*** PAGE EXCERPT Section Begins ***

April 19, 2012
Students show off research
Over 60 SUNY Cortland projects presented at annual conference
SUNY Cortland senior philosophy major Michael Panetta began researching civil disobedience because he heard Boston's mayor tell the public last fall that protesters in Occupy Boston would not be tolerated.
Senior psychology majors Jacqueline Deluise, Amber Denman and Kelly Foster studied eighth-graders' perceptions of college because Deluise and Denman are doing internships in middle school guidance offices.
They were some of the students who presented research, either in poster form or in short lectures, Wednesday during the college's Transformations scholarly conference at Sperry Center.
The event was previously known as Scholars Day. In recent years, it was held on a Friday and classes were canceled so students could attend presentations.
But many students chose to spend the day partying instead, so SUNY Cortland moved it back to midweek and had classes as scheduled. Faculty panels were also eliminated this year, to place the focus on students.
The result was crowds of students, faculty, retired faculty and local residents listening to presentations in large lecture rooms or asking students about their posters, which covered biology, kinesiology, therapeutic recreation, sport management, psychology, and a range of other disciplines.
The program listed 109 student presenters with 50 projects, including graduate students, and 19 posters representing research by 36 students.
R. Bruce Mattingly, dean of arts and sciences, said he was pleased with the location and format.
He said Sperry Center was chosen because of available classroom space. Presentations were clustered at random in some ways, for what he called a "cross talk" among disciplines, to show students different areas of research.
Panetta discussed how civil disobedience fits into society, when it becomes something more threatening to the public and why its presence shows the flaws in a society.
"I heard Boston's mayor say that civil disobedience would not be tolerated, and I wondered why it was tolerated in the 1960s but not now," he said afterward. He said he plans to earn a doctorate and become a college professor.

*** PAGE EXCERPT Section Ends ***

WHAT THE TASK ASKS: Continue the SUNY Cortland research conference article from its last sentence. The records below this line play no part in the work here.

*** DATASET CONTENT Section Begins ***

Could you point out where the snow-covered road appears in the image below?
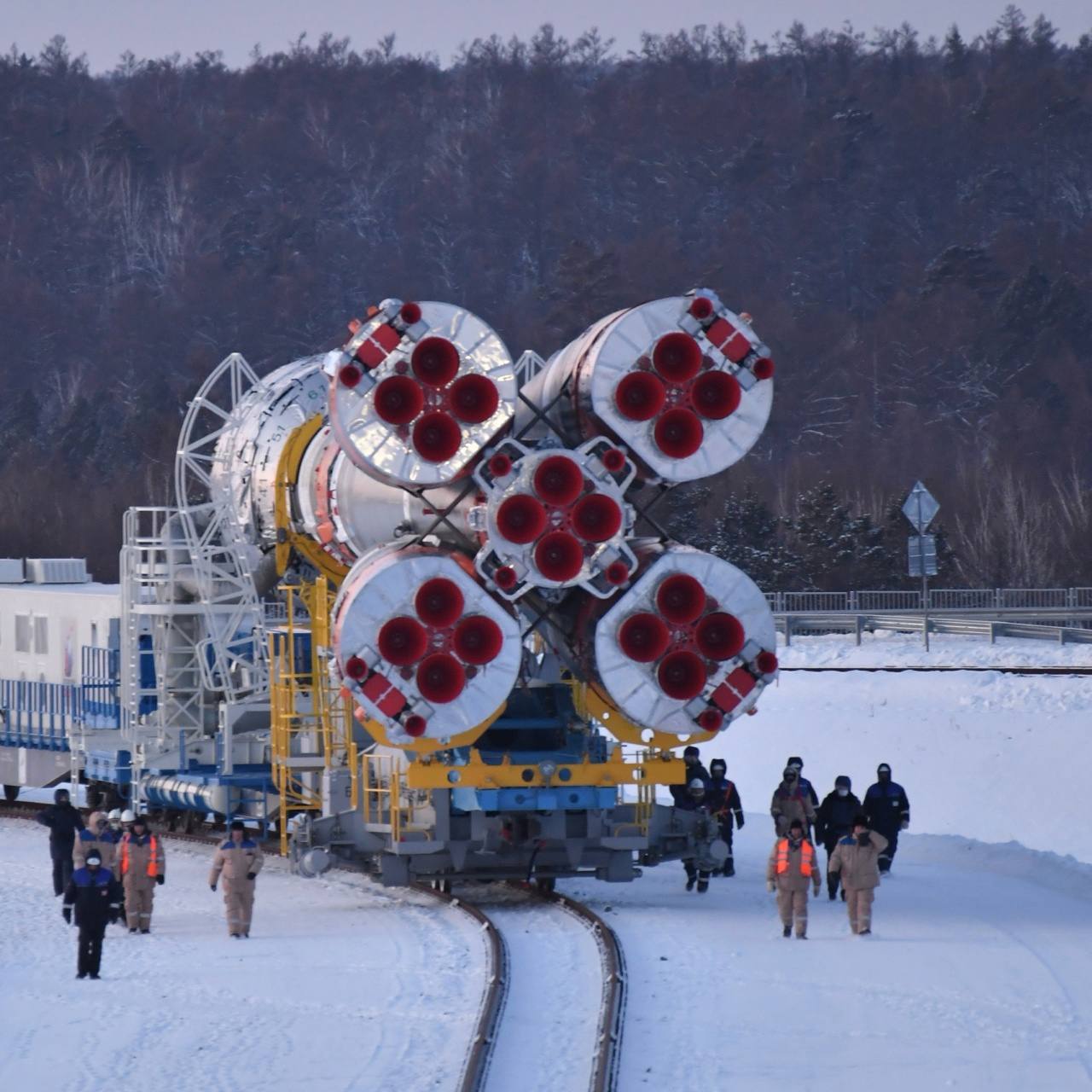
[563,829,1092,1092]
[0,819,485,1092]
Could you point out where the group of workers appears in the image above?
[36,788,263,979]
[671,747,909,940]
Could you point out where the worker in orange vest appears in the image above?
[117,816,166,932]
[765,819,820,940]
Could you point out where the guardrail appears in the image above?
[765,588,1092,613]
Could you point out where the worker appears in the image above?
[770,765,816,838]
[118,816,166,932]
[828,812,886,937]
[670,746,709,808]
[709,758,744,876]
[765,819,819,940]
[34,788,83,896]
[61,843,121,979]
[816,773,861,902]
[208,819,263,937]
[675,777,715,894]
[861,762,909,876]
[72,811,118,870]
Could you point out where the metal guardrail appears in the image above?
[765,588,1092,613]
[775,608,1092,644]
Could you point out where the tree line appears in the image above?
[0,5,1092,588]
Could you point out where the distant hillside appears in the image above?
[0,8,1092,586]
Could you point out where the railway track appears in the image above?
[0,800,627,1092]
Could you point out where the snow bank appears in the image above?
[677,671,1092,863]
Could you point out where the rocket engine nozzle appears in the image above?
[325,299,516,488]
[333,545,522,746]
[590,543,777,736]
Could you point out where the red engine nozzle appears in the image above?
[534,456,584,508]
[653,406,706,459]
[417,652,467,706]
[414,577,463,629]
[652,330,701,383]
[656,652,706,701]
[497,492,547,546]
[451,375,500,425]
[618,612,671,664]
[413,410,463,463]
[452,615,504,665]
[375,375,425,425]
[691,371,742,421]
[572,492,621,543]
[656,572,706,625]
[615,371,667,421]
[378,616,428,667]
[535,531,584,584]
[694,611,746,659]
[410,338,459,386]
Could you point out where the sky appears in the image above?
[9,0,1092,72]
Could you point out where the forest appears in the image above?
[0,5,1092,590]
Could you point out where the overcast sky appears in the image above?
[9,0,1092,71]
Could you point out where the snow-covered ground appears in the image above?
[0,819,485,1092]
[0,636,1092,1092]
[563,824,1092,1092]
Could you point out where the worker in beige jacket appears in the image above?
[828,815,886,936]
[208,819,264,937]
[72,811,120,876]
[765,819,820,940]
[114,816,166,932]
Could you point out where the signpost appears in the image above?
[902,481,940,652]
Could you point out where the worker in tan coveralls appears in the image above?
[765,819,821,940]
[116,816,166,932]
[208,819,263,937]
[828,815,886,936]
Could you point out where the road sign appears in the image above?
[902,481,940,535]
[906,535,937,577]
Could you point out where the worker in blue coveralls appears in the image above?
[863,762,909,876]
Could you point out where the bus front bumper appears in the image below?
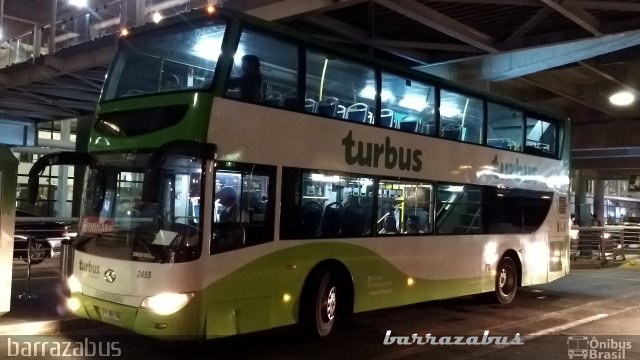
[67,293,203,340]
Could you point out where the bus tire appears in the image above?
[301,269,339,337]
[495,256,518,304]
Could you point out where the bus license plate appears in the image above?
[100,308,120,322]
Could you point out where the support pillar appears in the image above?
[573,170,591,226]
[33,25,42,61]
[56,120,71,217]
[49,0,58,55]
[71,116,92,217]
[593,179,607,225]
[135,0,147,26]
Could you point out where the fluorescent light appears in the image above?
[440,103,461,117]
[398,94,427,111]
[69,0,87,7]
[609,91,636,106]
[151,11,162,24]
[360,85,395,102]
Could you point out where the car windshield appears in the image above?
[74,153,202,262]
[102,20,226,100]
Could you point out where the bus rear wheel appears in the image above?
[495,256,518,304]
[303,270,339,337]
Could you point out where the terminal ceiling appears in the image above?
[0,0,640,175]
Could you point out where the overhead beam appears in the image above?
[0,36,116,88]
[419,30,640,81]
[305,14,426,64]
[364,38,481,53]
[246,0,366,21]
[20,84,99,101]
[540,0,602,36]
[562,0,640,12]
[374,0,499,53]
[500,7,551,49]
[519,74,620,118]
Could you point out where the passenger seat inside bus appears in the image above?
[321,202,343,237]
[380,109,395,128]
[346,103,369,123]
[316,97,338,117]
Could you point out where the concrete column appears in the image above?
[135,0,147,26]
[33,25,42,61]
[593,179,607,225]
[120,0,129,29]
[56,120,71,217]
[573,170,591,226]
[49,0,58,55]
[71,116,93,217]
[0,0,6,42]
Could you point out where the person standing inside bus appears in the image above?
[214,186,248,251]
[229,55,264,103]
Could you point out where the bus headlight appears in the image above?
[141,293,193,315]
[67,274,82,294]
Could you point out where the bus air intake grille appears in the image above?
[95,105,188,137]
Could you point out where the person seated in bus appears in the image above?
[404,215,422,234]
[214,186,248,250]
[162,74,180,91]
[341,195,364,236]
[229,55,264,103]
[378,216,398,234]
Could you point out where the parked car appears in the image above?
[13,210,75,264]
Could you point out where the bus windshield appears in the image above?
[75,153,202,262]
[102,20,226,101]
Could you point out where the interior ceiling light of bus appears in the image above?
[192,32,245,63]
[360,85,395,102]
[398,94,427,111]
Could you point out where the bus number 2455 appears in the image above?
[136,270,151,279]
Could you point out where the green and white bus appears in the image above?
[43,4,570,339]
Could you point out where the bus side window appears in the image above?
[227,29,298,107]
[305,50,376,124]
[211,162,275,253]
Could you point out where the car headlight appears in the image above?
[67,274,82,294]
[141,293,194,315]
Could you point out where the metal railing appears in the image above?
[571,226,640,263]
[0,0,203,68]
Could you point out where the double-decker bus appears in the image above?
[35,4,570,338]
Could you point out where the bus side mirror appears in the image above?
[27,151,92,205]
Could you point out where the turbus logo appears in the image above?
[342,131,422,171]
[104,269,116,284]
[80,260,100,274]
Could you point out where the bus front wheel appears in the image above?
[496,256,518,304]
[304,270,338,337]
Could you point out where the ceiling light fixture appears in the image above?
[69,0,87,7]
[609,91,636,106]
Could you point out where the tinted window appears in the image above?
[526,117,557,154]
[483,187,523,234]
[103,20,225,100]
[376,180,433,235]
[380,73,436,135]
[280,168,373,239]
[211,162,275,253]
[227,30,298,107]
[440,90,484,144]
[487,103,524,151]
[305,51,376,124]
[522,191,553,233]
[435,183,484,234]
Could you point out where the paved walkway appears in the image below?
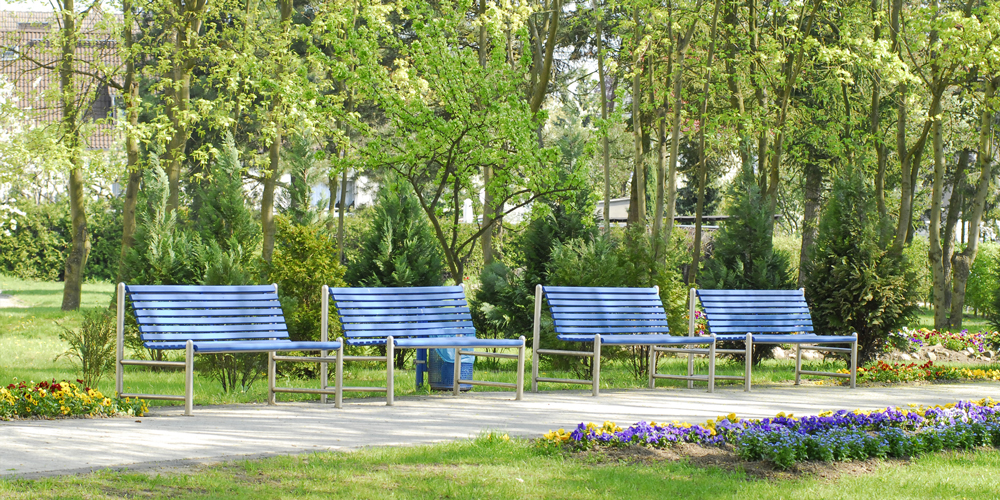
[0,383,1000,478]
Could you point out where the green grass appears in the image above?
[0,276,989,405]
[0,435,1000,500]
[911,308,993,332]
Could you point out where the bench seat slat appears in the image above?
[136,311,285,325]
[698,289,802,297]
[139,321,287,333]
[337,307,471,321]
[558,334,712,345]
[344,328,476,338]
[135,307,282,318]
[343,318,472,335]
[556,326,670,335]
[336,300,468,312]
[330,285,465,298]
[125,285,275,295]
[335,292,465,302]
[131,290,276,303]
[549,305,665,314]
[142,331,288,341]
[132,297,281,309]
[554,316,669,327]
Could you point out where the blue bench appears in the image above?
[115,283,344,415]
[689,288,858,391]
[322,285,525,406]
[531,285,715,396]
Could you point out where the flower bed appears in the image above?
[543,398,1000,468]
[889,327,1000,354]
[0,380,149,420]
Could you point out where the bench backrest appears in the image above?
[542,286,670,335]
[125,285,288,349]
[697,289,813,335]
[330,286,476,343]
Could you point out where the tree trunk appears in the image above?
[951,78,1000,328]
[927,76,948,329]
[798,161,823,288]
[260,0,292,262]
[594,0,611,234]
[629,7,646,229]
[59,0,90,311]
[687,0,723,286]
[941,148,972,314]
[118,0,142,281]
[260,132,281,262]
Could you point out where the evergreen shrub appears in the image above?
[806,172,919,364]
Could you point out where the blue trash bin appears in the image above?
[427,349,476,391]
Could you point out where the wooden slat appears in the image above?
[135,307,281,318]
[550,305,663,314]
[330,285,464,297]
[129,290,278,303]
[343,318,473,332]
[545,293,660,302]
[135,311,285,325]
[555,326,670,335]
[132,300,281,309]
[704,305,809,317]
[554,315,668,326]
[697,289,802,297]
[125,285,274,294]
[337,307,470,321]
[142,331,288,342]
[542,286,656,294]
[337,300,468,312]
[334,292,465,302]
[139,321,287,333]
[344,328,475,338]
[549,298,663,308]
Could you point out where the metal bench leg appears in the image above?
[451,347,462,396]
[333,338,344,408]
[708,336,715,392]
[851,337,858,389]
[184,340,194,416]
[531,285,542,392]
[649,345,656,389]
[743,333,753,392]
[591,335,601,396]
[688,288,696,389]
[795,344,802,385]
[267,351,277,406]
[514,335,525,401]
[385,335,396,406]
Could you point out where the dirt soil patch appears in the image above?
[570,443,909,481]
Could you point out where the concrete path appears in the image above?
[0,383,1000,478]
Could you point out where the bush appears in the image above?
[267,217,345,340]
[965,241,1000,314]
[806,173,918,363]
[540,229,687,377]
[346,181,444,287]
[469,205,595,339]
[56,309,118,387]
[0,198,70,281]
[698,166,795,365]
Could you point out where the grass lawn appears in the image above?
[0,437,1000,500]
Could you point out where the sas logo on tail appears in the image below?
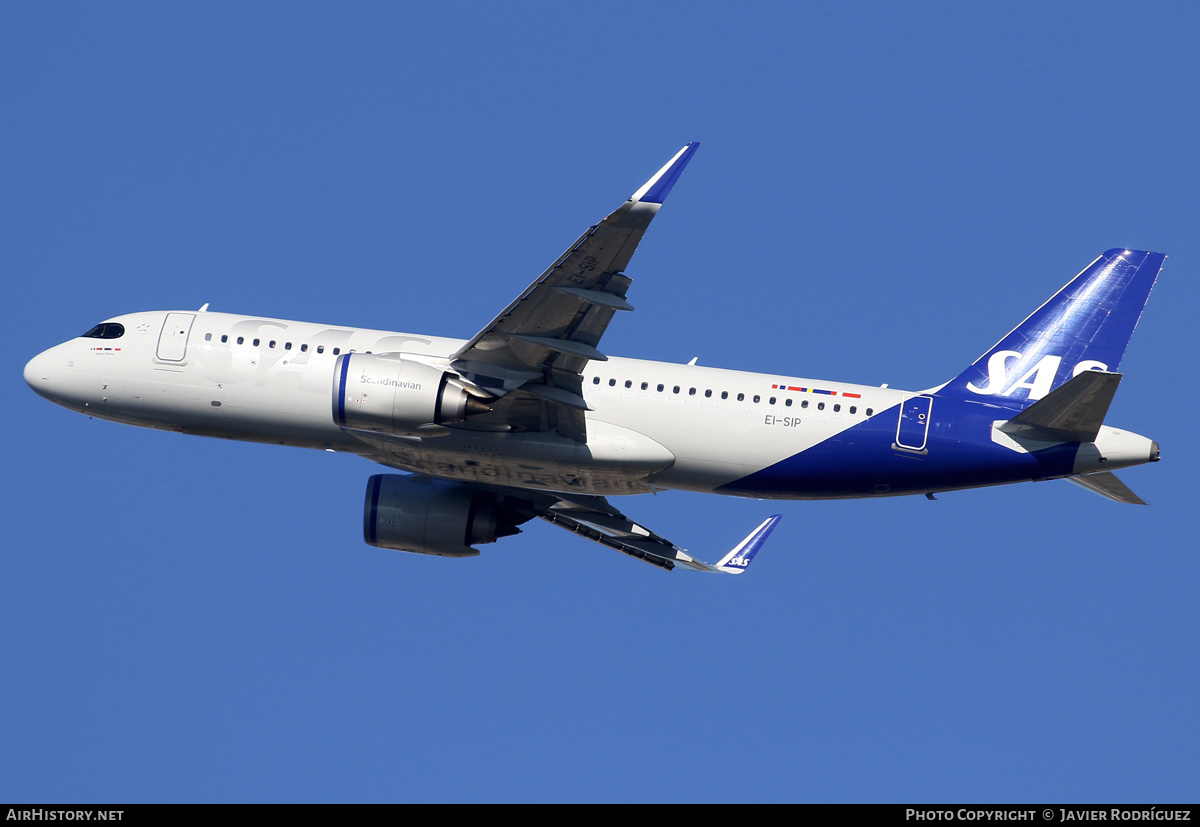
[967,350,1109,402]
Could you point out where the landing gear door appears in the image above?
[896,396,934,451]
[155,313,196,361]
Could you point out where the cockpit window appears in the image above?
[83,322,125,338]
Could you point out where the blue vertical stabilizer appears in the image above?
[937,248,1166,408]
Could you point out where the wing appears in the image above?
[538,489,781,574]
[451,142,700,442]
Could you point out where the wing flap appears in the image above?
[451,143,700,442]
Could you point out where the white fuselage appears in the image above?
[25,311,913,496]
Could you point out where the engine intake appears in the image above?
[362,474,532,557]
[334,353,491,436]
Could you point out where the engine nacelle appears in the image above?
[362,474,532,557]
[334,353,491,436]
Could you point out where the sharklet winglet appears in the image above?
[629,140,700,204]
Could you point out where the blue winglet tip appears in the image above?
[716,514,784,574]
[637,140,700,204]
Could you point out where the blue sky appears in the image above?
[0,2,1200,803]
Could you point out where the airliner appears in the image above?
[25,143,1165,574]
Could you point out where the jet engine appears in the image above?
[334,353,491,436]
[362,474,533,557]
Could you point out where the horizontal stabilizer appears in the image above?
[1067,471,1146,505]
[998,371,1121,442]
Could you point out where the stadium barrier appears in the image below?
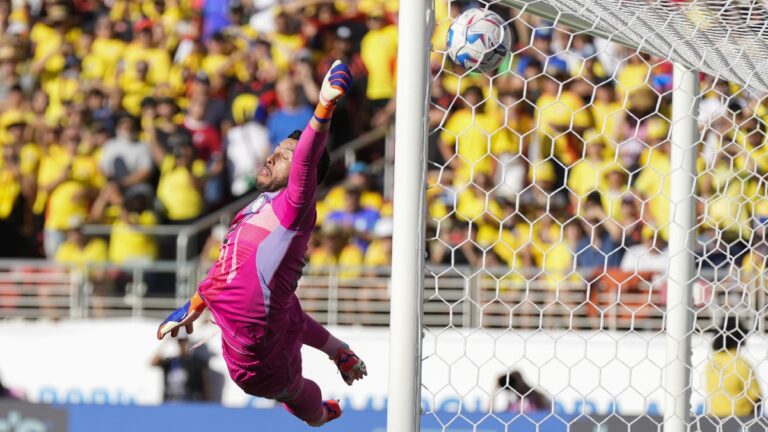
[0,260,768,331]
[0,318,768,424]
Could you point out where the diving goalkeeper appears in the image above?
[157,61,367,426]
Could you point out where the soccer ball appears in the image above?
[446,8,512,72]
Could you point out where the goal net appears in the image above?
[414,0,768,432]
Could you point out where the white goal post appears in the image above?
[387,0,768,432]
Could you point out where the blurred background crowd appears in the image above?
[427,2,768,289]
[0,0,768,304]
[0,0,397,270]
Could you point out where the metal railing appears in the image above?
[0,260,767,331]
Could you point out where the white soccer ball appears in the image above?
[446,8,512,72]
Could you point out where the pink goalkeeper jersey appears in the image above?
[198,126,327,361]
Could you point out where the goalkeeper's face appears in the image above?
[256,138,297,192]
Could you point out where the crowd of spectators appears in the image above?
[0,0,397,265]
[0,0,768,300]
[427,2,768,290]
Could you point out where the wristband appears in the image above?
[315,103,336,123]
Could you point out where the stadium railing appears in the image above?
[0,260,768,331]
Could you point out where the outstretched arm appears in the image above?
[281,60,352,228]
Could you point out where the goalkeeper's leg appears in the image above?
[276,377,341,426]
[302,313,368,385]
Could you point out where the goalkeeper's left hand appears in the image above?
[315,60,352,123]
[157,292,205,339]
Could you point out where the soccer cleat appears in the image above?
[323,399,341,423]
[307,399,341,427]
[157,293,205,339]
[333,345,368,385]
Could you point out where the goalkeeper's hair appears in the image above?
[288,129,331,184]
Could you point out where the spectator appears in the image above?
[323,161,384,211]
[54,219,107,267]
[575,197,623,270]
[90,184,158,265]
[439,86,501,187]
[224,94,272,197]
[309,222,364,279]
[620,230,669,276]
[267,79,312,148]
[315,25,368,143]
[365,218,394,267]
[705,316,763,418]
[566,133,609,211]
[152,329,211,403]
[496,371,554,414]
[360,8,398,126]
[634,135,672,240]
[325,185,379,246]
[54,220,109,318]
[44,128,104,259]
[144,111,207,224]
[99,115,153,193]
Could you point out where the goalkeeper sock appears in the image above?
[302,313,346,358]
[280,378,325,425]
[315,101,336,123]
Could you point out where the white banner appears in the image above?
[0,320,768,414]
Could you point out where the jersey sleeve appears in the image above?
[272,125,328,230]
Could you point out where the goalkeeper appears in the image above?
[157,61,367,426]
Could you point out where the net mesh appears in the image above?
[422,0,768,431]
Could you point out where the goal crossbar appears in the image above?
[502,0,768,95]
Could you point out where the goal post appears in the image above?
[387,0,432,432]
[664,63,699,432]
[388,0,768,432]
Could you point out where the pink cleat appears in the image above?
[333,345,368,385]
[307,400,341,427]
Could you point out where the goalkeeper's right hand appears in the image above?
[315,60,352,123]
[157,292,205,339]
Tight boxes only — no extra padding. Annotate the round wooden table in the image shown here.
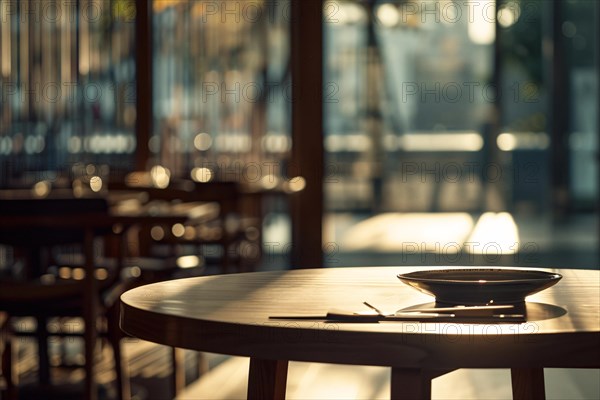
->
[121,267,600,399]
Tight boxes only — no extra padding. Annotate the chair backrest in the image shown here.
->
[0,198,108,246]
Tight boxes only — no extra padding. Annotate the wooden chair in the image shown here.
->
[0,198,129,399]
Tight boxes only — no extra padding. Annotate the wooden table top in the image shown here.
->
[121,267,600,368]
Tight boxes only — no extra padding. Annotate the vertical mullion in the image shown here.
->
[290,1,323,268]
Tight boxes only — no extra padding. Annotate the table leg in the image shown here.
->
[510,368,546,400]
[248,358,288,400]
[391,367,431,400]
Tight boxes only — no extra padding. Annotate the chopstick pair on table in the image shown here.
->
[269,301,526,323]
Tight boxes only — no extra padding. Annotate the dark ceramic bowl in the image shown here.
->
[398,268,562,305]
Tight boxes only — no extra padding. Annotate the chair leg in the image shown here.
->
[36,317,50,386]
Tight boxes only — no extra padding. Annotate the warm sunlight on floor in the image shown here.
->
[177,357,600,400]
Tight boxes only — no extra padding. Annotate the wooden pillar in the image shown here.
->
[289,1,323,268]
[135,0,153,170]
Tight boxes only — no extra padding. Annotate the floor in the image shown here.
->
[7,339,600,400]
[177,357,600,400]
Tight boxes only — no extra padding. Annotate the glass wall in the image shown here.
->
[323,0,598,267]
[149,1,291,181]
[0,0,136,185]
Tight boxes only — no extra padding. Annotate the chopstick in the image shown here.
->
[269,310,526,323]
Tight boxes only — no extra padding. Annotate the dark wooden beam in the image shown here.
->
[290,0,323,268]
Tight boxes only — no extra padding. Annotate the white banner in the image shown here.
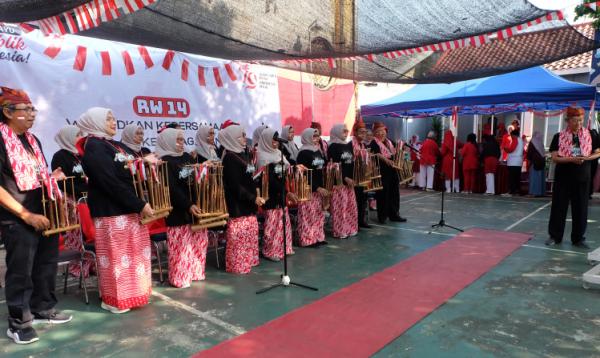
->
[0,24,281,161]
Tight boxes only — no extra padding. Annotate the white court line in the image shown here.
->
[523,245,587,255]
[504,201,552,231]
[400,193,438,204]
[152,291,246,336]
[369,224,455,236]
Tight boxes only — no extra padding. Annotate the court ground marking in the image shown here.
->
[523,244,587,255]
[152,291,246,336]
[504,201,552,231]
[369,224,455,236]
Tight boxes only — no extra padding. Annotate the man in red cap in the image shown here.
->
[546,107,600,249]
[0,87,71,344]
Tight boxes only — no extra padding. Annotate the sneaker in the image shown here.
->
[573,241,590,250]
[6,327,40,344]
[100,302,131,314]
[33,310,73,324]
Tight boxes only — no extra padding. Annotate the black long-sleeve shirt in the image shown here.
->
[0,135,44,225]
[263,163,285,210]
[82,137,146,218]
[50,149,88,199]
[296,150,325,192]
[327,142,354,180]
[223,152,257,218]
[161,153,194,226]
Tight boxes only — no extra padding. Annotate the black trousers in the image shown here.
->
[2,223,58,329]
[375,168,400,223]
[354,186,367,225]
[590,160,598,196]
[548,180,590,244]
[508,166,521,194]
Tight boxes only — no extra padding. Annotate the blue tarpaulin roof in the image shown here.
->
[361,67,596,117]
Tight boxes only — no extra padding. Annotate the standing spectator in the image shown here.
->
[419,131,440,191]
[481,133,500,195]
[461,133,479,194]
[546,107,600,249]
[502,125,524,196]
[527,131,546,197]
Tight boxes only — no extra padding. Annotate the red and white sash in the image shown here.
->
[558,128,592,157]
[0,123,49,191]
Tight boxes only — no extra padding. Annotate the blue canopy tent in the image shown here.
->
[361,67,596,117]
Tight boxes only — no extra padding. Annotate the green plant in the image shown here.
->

*** DATASET CONTENT Section Ends ***

RESULT:
Deluise, Denman and Foster had panel discussions with eighth-graders at Dryden and Marathon middle schools, comparing their perceptions of college.
Dryden students were more likely to be thinking about college, they found.
"We wanted them to get an idea of what college is," Denman said.
"It's good for them to see what is ahead, that college is not just for people with money," Foster said.
Their sponsor, psychology professor Margaret Anderson, said the research will help them become school guidance counselors. She said some schools introduce students to college plans as early as fifth grade.
Seniors Hope Ostrander and Catherine Crossway chose to study the difference between grass and asphalt on mammal skulls dropped from different heights.
They dropped six pig heads — supplied by a meat packing company — from a building used for training by the Homer Fire Department and from a ladder bucket on a Cicero Fire Department vehicle. Three were dropped onto grass and three onto asphalt, from three heights: 11 feet, 6 inches; 20 feet, 5 inches; and 29 feet.
The students packed the heads in ice, brought them to a lab and removed the flesh to examine the skull and jaw bones.
They found the bones were damaged far less by impact with grass, where they broke when they hit the asphalt — the bone "shredded" on the fall from 29 feet.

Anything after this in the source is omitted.